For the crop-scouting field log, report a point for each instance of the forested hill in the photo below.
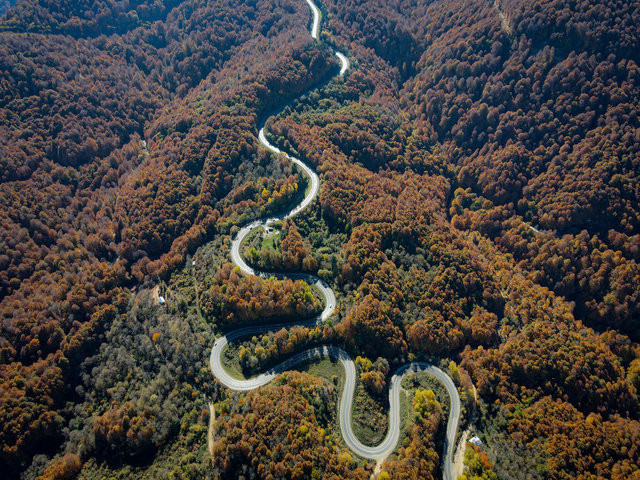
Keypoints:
(479, 206)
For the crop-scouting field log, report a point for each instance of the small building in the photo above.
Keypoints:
(476, 441)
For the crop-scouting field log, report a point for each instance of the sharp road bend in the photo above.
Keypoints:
(380, 452)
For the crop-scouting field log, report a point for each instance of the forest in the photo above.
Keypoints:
(479, 207)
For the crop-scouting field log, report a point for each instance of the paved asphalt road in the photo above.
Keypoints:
(386, 447)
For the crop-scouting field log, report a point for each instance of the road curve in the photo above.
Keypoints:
(386, 447)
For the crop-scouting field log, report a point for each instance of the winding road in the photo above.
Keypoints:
(380, 452)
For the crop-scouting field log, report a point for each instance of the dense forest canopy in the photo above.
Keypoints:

Stated goal
Convert all of the rows above into a Markdown table with the columns No. and Text, giving each line its number and its wording. Omit blank lines and leave the pictures out.

Exercise solution
| No. | Text |
|---|---|
| 1 | For the crop-scouting field log, report a point for each instance of the forested hill in the photo below. |
| 2 | Keypoints: |
| 3 | (479, 206) |
| 4 | For the crop-scouting field log, report a point for each instance of the small building in the photo above. |
| 5 | Keypoints: |
| 6 | (476, 441) |
| 7 | For the crop-scouting field log, report a point for each instance of the sharp road bend in the photo above. |
| 8 | Keypoints: |
| 9 | (380, 452) |
| 10 | For the crop-scouting field log, report a point for each instance of the forest in the photo above. |
| 11 | Keypoints: |
| 12 | (479, 207) |
| 13 | For the crop-scouting field log, report a point for each instance of the paved asphalt road in the photo above. |
| 14 | Keypoints: |
| 15 | (386, 447) |
| 16 | For the crop-scouting field log, report a point for each instance of the road curve in the photo above. |
| 17 | Keypoints: |
| 18 | (386, 447) |
| 19 | For the crop-scouting field log, report a point for each instance of the winding road in the photo above. |
| 20 | Keypoints: |
| 21 | (380, 452) |
| 22 | For the crop-scouting field log, report a point for each instance of the dense forest canopy in the photo above. |
| 23 | Keypoints: |